▸ Objective:
Starting with the line containing "Task: annotate the ear" and going on through the end of the records, write out every line again, and shift each x and y coordinate in the answer points by -80. Leave out all lines before that starting line.

▸ Given information:

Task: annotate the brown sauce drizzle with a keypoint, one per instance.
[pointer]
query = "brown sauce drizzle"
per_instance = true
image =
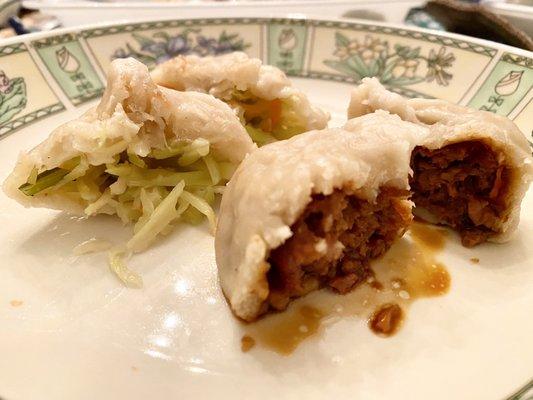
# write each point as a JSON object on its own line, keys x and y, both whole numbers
{"x": 409, "y": 270}
{"x": 247, "y": 342}
{"x": 386, "y": 320}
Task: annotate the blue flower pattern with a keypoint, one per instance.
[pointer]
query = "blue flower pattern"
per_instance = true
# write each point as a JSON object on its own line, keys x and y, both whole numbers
{"x": 161, "y": 46}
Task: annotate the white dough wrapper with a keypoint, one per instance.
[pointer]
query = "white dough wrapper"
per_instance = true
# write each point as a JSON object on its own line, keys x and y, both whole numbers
{"x": 450, "y": 123}
{"x": 274, "y": 184}
{"x": 220, "y": 75}
{"x": 136, "y": 115}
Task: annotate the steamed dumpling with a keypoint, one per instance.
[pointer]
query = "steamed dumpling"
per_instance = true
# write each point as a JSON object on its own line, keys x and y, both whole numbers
{"x": 312, "y": 211}
{"x": 143, "y": 146}
{"x": 270, "y": 108}
{"x": 471, "y": 172}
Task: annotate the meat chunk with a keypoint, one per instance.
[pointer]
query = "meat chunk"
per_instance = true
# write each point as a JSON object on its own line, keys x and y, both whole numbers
{"x": 333, "y": 241}
{"x": 464, "y": 186}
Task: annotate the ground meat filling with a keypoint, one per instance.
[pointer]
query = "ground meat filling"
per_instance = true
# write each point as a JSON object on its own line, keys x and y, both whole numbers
{"x": 333, "y": 241}
{"x": 464, "y": 186}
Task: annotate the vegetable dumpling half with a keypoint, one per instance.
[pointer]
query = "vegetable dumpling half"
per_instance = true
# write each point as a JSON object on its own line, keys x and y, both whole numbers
{"x": 313, "y": 211}
{"x": 141, "y": 153}
{"x": 269, "y": 107}
{"x": 470, "y": 173}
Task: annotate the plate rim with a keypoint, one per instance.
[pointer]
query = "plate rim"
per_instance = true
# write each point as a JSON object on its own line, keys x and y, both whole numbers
{"x": 287, "y": 17}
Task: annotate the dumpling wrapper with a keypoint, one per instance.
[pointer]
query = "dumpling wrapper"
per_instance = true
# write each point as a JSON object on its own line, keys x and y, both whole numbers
{"x": 450, "y": 123}
{"x": 136, "y": 115}
{"x": 220, "y": 75}
{"x": 273, "y": 185}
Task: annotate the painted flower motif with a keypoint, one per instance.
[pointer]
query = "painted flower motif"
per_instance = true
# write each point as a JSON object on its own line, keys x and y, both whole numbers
{"x": 287, "y": 40}
{"x": 372, "y": 48}
{"x": 509, "y": 83}
{"x": 405, "y": 68}
{"x": 12, "y": 97}
{"x": 437, "y": 64}
{"x": 66, "y": 61}
{"x": 343, "y": 52}
{"x": 5, "y": 83}
{"x": 160, "y": 46}
{"x": 395, "y": 65}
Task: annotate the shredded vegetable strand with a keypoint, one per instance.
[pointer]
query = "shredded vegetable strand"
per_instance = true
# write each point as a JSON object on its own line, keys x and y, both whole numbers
{"x": 163, "y": 214}
{"x": 120, "y": 269}
{"x": 212, "y": 167}
{"x": 202, "y": 206}
{"x": 104, "y": 199}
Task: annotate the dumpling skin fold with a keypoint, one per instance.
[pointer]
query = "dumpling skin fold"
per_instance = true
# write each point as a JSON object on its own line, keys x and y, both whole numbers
{"x": 136, "y": 115}
{"x": 219, "y": 75}
{"x": 273, "y": 185}
{"x": 450, "y": 123}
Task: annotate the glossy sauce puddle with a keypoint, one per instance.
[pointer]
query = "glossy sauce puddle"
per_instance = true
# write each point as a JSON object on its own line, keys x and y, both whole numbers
{"x": 408, "y": 271}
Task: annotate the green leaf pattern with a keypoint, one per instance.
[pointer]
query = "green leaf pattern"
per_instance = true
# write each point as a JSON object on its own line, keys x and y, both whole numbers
{"x": 399, "y": 66}
{"x": 12, "y": 98}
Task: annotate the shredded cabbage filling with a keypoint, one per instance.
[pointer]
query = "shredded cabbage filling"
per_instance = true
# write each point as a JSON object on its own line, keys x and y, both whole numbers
{"x": 267, "y": 121}
{"x": 178, "y": 183}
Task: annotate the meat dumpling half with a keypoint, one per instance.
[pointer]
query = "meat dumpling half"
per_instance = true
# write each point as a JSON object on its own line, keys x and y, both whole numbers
{"x": 471, "y": 172}
{"x": 313, "y": 211}
{"x": 142, "y": 152}
{"x": 269, "y": 107}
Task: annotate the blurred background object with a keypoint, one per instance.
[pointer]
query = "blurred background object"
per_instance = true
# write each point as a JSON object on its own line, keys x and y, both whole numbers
{"x": 518, "y": 12}
{"x": 504, "y": 21}
{"x": 8, "y": 9}
{"x": 73, "y": 13}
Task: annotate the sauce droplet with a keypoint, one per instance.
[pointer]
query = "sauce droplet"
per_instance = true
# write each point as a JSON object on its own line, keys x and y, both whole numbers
{"x": 284, "y": 332}
{"x": 386, "y": 320}
{"x": 247, "y": 343}
{"x": 406, "y": 272}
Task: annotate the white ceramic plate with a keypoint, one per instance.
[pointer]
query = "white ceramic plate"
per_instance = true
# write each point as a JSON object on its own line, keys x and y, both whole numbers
{"x": 69, "y": 330}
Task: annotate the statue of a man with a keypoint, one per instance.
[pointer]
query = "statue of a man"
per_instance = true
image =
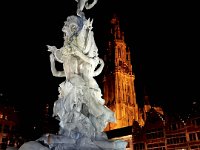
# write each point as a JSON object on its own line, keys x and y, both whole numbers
{"x": 84, "y": 3}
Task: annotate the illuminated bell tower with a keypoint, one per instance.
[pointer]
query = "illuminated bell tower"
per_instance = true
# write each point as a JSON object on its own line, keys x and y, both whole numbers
{"x": 119, "y": 91}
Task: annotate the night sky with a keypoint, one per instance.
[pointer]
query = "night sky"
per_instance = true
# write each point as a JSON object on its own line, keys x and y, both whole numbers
{"x": 163, "y": 37}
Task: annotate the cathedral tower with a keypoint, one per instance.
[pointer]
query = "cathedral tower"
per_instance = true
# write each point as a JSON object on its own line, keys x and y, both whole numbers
{"x": 119, "y": 91}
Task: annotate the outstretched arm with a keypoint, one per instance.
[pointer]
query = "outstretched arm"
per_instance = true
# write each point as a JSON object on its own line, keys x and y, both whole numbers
{"x": 99, "y": 70}
{"x": 84, "y": 57}
{"x": 53, "y": 68}
{"x": 89, "y": 6}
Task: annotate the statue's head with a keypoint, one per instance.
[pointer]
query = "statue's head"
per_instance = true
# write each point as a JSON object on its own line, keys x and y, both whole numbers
{"x": 72, "y": 26}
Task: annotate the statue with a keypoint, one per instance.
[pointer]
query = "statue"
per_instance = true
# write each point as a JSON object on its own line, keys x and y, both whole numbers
{"x": 84, "y": 3}
{"x": 80, "y": 107}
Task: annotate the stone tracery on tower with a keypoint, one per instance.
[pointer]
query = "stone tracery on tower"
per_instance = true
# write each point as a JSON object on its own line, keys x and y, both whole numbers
{"x": 119, "y": 91}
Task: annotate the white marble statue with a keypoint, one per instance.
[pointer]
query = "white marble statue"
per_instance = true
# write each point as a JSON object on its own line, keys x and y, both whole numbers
{"x": 80, "y": 108}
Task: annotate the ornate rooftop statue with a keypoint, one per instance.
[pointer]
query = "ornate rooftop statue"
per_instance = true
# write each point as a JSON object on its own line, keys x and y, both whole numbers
{"x": 80, "y": 107}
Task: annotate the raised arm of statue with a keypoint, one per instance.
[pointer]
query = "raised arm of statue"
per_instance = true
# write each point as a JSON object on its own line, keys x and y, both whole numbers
{"x": 53, "y": 68}
{"x": 84, "y": 3}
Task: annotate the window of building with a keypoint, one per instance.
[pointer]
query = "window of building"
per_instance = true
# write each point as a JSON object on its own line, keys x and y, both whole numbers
{"x": 6, "y": 129}
{"x": 139, "y": 146}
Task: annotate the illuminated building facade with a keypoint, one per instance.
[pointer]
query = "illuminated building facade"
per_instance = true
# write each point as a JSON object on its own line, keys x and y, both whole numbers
{"x": 119, "y": 91}
{"x": 148, "y": 128}
{"x": 162, "y": 132}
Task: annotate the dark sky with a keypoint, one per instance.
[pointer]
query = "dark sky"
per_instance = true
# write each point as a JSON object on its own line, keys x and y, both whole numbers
{"x": 163, "y": 37}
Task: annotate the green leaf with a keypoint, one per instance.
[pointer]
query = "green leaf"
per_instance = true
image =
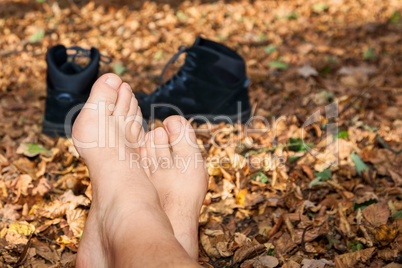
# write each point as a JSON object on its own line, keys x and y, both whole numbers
{"x": 260, "y": 176}
{"x": 270, "y": 49}
{"x": 369, "y": 54}
{"x": 320, "y": 177}
{"x": 397, "y": 215}
{"x": 320, "y": 7}
{"x": 37, "y": 37}
{"x": 363, "y": 205}
{"x": 343, "y": 135}
{"x": 32, "y": 150}
{"x": 396, "y": 17}
{"x": 278, "y": 65}
{"x": 158, "y": 55}
{"x": 119, "y": 68}
{"x": 360, "y": 166}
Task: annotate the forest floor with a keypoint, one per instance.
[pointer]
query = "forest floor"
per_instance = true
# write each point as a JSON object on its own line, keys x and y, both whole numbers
{"x": 337, "y": 62}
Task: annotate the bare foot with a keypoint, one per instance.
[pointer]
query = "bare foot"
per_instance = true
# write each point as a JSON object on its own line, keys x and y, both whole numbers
{"x": 126, "y": 226}
{"x": 179, "y": 176}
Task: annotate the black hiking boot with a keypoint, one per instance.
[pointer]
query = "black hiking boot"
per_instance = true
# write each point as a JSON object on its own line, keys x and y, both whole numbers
{"x": 68, "y": 87}
{"x": 211, "y": 86}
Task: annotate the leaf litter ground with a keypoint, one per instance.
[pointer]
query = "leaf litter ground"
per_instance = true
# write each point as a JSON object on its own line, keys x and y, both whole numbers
{"x": 337, "y": 205}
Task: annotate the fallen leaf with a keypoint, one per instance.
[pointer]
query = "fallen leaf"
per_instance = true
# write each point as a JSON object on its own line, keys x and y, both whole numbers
{"x": 306, "y": 71}
{"x": 76, "y": 220}
{"x": 349, "y": 260}
{"x": 361, "y": 69}
{"x": 377, "y": 214}
{"x": 268, "y": 261}
{"x": 32, "y": 150}
{"x": 43, "y": 187}
{"x": 321, "y": 263}
{"x": 22, "y": 228}
{"x": 10, "y": 212}
{"x": 247, "y": 252}
{"x": 69, "y": 197}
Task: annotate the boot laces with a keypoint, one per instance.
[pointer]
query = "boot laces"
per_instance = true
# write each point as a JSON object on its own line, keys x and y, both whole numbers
{"x": 188, "y": 65}
{"x": 86, "y": 53}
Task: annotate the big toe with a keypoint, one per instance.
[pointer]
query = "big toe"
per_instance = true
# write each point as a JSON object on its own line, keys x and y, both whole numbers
{"x": 104, "y": 92}
{"x": 101, "y": 103}
{"x": 181, "y": 136}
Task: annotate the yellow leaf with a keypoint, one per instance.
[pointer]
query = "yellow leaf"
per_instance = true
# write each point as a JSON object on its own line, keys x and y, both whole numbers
{"x": 241, "y": 196}
{"x": 22, "y": 228}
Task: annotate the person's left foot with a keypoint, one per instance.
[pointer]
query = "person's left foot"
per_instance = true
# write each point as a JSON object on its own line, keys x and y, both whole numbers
{"x": 179, "y": 176}
{"x": 126, "y": 226}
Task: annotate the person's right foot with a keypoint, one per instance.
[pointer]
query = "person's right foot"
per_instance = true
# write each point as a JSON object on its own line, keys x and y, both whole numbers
{"x": 179, "y": 176}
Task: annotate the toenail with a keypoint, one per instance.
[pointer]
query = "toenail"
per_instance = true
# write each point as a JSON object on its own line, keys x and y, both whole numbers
{"x": 113, "y": 81}
{"x": 174, "y": 126}
{"x": 159, "y": 133}
{"x": 128, "y": 86}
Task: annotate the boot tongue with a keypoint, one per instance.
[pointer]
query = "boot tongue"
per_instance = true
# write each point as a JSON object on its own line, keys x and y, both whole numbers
{"x": 70, "y": 68}
{"x": 198, "y": 41}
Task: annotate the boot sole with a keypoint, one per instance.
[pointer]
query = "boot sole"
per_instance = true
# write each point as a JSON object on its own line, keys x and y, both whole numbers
{"x": 54, "y": 130}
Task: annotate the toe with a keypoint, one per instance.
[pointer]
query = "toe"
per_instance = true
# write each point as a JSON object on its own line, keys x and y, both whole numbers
{"x": 143, "y": 155}
{"x": 104, "y": 92}
{"x": 162, "y": 149}
{"x": 133, "y": 106}
{"x": 181, "y": 135}
{"x": 151, "y": 153}
{"x": 124, "y": 97}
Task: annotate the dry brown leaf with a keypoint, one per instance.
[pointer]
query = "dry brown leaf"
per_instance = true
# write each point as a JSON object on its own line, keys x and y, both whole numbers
{"x": 349, "y": 260}
{"x": 10, "y": 212}
{"x": 385, "y": 235}
{"x": 321, "y": 263}
{"x": 291, "y": 264}
{"x": 69, "y": 197}
{"x": 284, "y": 244}
{"x": 54, "y": 209}
{"x": 76, "y": 220}
{"x": 16, "y": 238}
{"x": 247, "y": 252}
{"x": 377, "y": 214}
{"x": 268, "y": 261}
{"x": 43, "y": 187}
{"x": 21, "y": 184}
{"x": 45, "y": 251}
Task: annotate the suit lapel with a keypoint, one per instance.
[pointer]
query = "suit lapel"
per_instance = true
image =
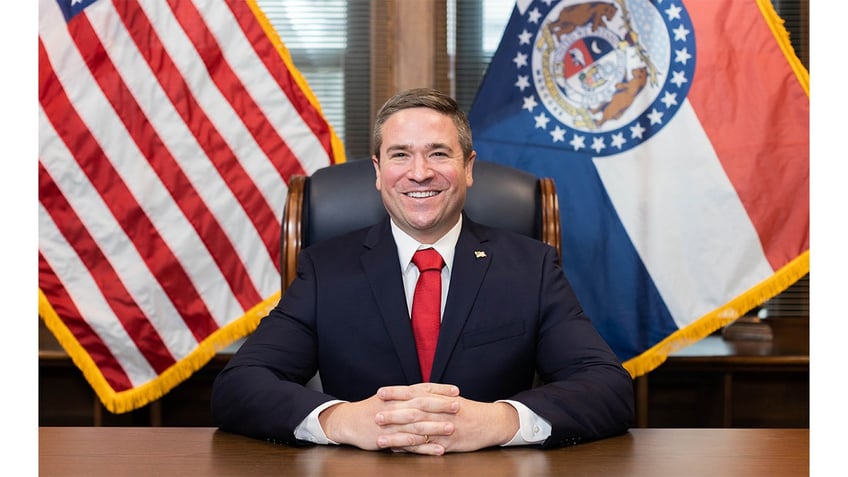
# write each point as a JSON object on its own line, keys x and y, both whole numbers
{"x": 470, "y": 263}
{"x": 380, "y": 262}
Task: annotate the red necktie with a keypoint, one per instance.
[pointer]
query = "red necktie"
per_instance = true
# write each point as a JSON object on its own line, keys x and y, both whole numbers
{"x": 426, "y": 307}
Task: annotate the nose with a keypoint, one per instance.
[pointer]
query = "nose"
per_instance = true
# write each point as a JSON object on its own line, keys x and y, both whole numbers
{"x": 419, "y": 168}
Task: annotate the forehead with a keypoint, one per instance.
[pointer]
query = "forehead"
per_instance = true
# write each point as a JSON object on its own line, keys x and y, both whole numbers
{"x": 420, "y": 124}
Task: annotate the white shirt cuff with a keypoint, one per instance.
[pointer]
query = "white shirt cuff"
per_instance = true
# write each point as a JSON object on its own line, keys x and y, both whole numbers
{"x": 532, "y": 428}
{"x": 310, "y": 429}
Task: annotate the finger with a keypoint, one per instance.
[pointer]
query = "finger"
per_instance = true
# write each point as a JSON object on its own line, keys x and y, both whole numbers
{"x": 417, "y": 410}
{"x": 402, "y": 393}
{"x": 421, "y": 444}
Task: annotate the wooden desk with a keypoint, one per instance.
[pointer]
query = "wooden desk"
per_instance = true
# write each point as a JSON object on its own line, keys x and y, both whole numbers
{"x": 732, "y": 383}
{"x": 93, "y": 451}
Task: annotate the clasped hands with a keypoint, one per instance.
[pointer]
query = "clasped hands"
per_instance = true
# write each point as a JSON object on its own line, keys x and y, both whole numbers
{"x": 424, "y": 418}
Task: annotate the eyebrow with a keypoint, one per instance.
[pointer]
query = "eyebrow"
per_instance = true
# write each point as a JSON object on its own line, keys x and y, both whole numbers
{"x": 428, "y": 147}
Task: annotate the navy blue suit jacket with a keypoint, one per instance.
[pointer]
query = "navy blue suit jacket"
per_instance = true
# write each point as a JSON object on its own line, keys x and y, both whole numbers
{"x": 510, "y": 313}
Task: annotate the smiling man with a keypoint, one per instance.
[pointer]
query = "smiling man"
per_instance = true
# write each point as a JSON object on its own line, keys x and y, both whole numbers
{"x": 504, "y": 313}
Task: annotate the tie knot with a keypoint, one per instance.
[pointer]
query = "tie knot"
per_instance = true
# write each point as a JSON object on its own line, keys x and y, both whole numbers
{"x": 428, "y": 259}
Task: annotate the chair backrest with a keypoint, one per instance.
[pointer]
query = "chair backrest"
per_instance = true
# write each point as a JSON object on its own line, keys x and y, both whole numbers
{"x": 342, "y": 198}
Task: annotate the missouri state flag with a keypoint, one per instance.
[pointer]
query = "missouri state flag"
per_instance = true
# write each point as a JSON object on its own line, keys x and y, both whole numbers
{"x": 168, "y": 132}
{"x": 677, "y": 133}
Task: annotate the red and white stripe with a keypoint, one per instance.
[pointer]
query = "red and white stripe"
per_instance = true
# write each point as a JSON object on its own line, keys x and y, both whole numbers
{"x": 168, "y": 131}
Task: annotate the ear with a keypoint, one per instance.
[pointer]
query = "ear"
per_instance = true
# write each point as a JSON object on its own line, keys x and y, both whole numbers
{"x": 376, "y": 162}
{"x": 469, "y": 169}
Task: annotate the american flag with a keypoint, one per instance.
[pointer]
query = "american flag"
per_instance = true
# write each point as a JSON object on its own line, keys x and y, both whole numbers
{"x": 168, "y": 130}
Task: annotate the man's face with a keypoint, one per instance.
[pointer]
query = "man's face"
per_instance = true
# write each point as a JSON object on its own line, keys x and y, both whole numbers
{"x": 421, "y": 175}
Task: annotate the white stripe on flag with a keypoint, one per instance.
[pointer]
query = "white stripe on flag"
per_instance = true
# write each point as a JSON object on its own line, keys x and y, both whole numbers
{"x": 685, "y": 219}
{"x": 88, "y": 299}
{"x": 116, "y": 246}
{"x": 216, "y": 195}
{"x": 227, "y": 122}
{"x": 107, "y": 128}
{"x": 276, "y": 106}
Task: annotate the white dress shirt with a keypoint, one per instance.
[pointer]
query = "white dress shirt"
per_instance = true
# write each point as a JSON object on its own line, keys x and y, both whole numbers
{"x": 532, "y": 427}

▸ Task response:
Task: annotate the ear with a keypoint, one per instance.
[pointer]
query = "ear"
per_instance = true
# write each point as a JSON object on its own line, keys x and y, both whole numbers
{"x": 296, "y": 82}
{"x": 389, "y": 89}
Task: annotate the american flag with a keypoint, one per instance.
[pointer]
query = "american flag"
per_instance = true
# write each point as a JSON object on its own line, keys x and y, both whole numbers
{"x": 88, "y": 50}
Task: annotate the man's face with a keypoint, one per instance.
[pointer]
query = "man's face"
per_instance = true
# write each point as a JSON object on its own line, keys x and y, both whole numbers
{"x": 341, "y": 95}
Task: annotate the white stripe on flag with a keypoint, one per instance.
[pointer]
query = "white stripe on flag"
per_instance = true
# write each point as a JSON object on its own line, keys x and y, both whole numbers
{"x": 605, "y": 139}
{"x": 8, "y": 219}
{"x": 36, "y": 166}
{"x": 136, "y": 115}
{"x": 147, "y": 42}
{"x": 27, "y": 48}
{"x": 196, "y": 26}
Task: annotate the white dress shirt with a keypoint, one per instance.
[pointer]
query = "white dress shirt"
per_instance = true
# write each point as a JSON object on its own line, keys x and y, both whole numbers
{"x": 452, "y": 347}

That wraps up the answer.